■ Exercise materials:
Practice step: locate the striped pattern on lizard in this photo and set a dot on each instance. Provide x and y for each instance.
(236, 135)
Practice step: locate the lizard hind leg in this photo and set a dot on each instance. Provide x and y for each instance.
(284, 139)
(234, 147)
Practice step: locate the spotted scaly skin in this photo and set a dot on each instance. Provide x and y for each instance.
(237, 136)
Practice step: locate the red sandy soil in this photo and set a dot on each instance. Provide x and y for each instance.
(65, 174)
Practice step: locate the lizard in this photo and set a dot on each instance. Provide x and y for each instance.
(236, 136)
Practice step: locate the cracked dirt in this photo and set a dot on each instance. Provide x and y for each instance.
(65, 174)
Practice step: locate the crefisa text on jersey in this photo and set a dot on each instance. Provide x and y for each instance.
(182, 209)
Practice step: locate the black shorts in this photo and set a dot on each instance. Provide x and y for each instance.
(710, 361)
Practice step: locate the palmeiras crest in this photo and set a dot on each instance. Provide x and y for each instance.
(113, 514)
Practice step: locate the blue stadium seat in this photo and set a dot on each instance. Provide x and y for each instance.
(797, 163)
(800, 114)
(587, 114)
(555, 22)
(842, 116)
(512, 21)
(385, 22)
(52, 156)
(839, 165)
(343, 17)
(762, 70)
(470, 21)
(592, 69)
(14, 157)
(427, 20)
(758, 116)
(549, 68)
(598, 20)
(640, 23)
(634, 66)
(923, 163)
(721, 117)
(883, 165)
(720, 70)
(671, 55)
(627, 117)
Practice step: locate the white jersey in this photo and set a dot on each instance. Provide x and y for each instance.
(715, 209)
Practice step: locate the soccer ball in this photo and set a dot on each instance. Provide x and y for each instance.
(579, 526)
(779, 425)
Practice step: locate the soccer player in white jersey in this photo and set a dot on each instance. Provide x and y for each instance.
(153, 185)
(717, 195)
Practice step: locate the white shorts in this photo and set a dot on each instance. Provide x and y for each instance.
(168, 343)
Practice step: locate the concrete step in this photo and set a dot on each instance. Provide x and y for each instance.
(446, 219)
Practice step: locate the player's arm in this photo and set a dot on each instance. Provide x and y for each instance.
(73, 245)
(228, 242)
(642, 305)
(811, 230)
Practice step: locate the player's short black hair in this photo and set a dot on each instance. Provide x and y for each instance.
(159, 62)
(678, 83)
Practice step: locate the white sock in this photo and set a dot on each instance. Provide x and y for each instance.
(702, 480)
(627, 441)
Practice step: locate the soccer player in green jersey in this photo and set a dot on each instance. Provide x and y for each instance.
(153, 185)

■ Instructions for the task:
Repeat all the entries exactly as given.

■ Worked solution:
Practice step: locate the striped pattern on lizard in this photo and set a dot on each instance. Provide x and y for each instance.
(236, 135)
Practice step: locate the lizard hind leg in this photo and set a dot on each instance. Provide x and y for each instance.
(284, 139)
(234, 147)
Practice step: locate the spotted scaly skin in this photo and set a dot on each instance. Provide x and y for each instance.
(237, 136)
Practice step: locate the red sandy soil in this photo and set a dot on each instance. Provide x and y for each instance.
(65, 174)
Practice step: locate the lizard in this photo and set a dot on each instance. Provide x and y for each instance.
(236, 136)
Practice step: locate the cracked dirt in this photo and set a dot on each instance. Provide x and y for each instance.
(65, 174)
Practice step: locate the crefisa text on jersey in this photo and set a dot on each instance. Provide x and y for each instance.
(182, 209)
Practice step: locate the black shorts in this photo and set a dot on each instance. Provide x and y for each instance.
(710, 361)
Practice step: locate the palmeiras crest in this photo and set a dot on each instance. Provide x and y for each instance.
(113, 514)
Practice step: locate the blue stadium seat in this photo and set a dot on each instance. Provide x and y for each instance.
(797, 163)
(800, 114)
(587, 114)
(555, 22)
(842, 116)
(512, 21)
(385, 22)
(52, 156)
(839, 165)
(343, 17)
(762, 70)
(470, 21)
(592, 69)
(14, 157)
(427, 20)
(758, 116)
(549, 68)
(598, 20)
(640, 23)
(634, 66)
(923, 163)
(721, 117)
(883, 165)
(720, 70)
(671, 55)
(627, 117)
Practice step: locate the white jersey in this photo and set a dot on each instance. Provide x and y for each instance.
(715, 209)
Practice step: locate the soccer ball in this photo and set a dot on each instance. Provide x and y for each instance.
(579, 526)
(779, 425)
Practice step: locate the soccer player in white jersey in this photo and set a dot on each instance. Provide x and y for each instance.
(153, 185)
(717, 195)
Practice step: locate the white shorts in this photo and set a dot on each instance. Provide x and y for each instance.
(168, 343)
Practice step: locate the concrete step in this photo and set a dot on each instance. Provide x and y for each instance.
(446, 219)
Practice step: locate the player's arm in this photo and set a dot on each instance. Provide x and y for each instance.
(73, 245)
(228, 242)
(642, 305)
(811, 230)
Practice step: locate the player's short black hair in this photo and set a dot on each instance. Provide x and y for each instance.
(159, 62)
(678, 83)
Practice step: locate the white sock in this photo and set a dot on each instance. Provide x and y for each instance.
(702, 480)
(627, 441)
Practice step: locate the soccer player in green jersey in this photo and set a dot on each instance. Provide x and y for each instance.
(153, 185)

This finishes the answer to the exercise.